[REQUIRED TASK]
List the data as a numbered list, starting at the line that contains "# I want the bounding box around the standing" and ending at the line that contains "[850,494,883,517]", with both of those lines included. Leave out any blank lines.

»»

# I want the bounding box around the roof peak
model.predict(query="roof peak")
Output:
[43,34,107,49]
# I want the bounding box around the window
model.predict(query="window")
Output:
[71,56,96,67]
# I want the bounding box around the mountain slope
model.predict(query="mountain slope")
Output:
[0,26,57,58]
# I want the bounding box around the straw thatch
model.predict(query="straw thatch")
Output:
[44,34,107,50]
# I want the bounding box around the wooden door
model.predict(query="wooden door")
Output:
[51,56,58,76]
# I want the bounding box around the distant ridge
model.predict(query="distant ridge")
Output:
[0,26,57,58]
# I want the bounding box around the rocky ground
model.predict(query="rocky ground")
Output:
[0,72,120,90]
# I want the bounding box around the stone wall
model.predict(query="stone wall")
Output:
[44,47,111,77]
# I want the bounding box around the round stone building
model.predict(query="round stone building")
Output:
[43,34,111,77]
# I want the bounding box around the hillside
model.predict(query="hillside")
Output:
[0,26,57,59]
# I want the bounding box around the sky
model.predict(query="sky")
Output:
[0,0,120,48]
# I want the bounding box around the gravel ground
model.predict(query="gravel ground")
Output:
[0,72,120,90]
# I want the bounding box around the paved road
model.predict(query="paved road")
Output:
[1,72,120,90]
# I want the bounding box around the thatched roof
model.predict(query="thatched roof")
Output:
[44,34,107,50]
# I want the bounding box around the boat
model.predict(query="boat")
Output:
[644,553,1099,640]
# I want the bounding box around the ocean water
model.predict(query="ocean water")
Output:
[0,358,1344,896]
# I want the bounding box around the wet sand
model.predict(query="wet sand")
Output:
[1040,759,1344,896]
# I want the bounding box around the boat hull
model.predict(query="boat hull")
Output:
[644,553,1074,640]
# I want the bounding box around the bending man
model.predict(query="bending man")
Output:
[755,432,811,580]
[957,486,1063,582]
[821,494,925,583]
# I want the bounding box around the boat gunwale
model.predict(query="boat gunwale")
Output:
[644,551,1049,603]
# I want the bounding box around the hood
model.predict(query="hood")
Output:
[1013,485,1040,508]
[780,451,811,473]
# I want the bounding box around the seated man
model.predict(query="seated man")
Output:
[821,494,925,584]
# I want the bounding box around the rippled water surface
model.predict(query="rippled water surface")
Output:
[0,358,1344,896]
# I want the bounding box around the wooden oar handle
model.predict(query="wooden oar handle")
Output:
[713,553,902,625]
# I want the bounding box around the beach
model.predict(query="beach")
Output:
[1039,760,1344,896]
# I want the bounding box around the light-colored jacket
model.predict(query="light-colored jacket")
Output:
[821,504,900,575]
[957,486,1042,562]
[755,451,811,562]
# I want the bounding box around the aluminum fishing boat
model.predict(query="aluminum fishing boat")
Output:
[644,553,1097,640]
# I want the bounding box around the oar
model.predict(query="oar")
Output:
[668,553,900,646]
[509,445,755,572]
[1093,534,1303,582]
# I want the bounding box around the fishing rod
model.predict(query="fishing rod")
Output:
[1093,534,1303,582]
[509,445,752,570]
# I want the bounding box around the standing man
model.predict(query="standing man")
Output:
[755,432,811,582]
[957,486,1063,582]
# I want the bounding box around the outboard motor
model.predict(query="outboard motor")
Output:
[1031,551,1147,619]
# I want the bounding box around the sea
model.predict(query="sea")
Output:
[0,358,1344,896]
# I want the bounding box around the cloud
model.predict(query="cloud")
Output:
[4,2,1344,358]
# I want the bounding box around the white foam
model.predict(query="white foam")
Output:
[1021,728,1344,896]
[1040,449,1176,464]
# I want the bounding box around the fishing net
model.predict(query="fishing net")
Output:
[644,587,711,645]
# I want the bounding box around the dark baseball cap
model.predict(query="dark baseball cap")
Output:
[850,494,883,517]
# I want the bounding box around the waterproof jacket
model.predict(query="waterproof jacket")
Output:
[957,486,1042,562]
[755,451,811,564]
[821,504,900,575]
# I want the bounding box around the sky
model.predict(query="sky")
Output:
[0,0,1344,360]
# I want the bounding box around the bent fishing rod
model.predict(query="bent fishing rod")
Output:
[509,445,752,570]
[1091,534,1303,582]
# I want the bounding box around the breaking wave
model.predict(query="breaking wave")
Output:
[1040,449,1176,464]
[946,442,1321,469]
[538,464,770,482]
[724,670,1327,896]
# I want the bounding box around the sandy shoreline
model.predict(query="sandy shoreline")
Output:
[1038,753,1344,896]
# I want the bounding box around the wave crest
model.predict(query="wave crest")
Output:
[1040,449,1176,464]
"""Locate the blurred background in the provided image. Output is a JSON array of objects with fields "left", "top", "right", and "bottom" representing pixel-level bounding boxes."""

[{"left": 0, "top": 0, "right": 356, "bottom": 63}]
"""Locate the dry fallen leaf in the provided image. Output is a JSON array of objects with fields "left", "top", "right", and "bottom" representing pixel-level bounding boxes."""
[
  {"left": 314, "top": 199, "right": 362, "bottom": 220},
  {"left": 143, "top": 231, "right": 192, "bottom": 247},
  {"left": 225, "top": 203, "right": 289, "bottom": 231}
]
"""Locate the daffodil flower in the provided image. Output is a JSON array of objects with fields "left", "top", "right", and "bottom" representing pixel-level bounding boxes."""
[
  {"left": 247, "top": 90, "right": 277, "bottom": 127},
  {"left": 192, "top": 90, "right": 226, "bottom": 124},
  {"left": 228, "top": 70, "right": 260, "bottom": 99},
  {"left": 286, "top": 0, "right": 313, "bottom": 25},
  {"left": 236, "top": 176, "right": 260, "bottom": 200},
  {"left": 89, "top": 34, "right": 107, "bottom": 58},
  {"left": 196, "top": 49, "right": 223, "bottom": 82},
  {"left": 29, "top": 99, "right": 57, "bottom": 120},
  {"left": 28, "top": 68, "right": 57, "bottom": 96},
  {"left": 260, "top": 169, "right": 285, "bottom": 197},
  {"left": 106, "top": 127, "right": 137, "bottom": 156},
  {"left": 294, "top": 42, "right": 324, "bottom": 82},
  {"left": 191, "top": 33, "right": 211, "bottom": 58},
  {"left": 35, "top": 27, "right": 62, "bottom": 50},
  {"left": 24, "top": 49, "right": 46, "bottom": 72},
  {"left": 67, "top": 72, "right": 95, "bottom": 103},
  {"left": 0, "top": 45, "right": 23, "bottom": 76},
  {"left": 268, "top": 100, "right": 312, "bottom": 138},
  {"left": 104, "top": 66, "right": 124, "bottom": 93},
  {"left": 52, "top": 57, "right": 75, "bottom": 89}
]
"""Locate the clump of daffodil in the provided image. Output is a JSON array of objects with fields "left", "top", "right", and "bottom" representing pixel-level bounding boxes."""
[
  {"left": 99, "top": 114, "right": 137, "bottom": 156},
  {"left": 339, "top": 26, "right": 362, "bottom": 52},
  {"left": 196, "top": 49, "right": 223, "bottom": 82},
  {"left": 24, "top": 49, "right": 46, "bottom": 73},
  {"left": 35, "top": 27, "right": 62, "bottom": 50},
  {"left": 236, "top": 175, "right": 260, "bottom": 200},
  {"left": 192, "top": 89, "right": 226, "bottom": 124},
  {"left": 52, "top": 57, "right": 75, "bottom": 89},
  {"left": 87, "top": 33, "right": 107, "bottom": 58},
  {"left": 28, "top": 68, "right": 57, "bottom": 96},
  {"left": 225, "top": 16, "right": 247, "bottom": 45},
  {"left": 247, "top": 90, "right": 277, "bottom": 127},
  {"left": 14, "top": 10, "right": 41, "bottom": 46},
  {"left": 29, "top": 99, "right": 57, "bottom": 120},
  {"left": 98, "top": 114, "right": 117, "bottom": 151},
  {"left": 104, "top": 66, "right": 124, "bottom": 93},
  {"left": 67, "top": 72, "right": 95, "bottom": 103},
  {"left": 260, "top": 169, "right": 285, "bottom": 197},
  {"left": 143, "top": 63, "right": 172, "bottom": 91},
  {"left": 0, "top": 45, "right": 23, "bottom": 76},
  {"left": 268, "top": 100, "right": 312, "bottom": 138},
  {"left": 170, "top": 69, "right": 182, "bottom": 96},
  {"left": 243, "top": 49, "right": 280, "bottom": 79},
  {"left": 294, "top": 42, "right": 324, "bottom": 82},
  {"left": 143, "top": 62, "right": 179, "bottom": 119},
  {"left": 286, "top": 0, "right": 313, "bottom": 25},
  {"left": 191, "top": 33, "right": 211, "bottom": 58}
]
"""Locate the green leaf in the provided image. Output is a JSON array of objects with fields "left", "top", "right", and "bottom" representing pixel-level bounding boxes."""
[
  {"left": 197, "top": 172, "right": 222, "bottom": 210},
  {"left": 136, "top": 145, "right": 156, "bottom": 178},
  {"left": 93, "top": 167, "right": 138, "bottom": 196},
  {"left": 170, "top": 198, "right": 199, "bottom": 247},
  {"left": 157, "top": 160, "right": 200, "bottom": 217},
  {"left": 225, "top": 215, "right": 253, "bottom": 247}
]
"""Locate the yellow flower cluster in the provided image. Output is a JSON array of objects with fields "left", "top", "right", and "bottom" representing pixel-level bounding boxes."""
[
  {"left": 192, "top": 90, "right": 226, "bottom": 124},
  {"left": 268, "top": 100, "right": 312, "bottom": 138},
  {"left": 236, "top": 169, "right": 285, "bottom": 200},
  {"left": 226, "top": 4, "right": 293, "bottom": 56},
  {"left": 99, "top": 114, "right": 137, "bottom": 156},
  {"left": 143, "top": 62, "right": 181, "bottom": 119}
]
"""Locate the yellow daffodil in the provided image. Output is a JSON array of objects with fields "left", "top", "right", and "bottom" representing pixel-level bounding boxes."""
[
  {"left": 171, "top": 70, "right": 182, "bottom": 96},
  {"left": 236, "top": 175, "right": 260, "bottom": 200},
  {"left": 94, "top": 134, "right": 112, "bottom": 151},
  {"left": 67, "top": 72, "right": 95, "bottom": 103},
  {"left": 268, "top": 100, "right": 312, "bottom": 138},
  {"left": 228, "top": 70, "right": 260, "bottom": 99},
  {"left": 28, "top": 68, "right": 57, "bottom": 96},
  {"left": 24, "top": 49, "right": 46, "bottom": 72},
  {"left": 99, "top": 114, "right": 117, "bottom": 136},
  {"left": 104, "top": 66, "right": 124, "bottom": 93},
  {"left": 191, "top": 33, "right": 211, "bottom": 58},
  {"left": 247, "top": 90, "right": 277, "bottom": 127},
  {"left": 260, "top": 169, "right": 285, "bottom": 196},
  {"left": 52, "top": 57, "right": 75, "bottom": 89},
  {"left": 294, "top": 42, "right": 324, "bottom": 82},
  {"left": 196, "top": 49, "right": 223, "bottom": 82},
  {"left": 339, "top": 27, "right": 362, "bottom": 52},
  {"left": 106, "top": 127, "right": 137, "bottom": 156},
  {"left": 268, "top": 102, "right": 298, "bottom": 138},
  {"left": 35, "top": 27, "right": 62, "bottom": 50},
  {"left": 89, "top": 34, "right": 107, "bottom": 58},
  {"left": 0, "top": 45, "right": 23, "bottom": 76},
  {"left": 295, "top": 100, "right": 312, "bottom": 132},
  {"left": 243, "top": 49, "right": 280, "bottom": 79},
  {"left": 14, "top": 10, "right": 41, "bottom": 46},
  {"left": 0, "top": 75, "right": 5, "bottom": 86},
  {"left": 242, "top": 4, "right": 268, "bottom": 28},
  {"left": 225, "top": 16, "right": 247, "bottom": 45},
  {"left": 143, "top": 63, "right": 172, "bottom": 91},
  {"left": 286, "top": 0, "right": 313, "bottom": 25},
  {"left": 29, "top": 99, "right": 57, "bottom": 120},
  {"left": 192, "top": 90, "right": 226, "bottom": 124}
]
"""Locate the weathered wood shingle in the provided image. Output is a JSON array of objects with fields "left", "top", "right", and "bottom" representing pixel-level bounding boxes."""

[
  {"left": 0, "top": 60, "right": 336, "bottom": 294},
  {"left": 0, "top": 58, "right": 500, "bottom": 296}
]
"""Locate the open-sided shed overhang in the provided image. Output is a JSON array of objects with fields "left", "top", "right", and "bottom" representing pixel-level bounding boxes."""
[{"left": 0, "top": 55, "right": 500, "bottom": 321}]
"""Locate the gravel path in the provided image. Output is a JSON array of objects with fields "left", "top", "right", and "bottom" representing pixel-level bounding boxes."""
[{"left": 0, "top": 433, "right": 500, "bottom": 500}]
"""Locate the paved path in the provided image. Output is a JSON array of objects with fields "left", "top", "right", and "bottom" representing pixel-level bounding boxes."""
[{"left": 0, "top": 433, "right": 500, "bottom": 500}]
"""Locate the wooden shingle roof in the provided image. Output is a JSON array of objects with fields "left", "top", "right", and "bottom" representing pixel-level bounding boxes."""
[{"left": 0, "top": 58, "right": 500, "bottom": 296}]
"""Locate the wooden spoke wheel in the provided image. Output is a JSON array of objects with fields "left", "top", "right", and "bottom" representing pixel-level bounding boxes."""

««

[FULL OUTPUT]
1. # I want the bounding box around the standing man
2. model.predict(query="standing man")
3. Output:
4. [755,432,811,582]
5. [957,486,1063,582]
6. # I want the bounding box around the outboard motor
7. model.predict(query="outboard motor")
8. Output:
9. [1031,551,1147,619]
10. # I want the bounding box around the sea
11. model.predict(query="sea")
12. Output:
13. [0,358,1344,896]
14. # I want the bounding box around the cloud
15. model.predict(query="cloud")
16. Output:
17. [4,2,1344,358]
18. # I want the bounding box around the white foam
19. model.predict(query="white foam")
20. Output:
21. [1021,728,1344,896]
22. [1040,449,1176,464]
23. # I want the bounding box around the fishing net
24. model.predict(query="fishing net")
25. Output:
26. [644,587,711,645]
27. # I want the bounding box around the dark baseball cap
28. model.predict(query="dark baseball cap")
29. Output:
30. [850,494,883,517]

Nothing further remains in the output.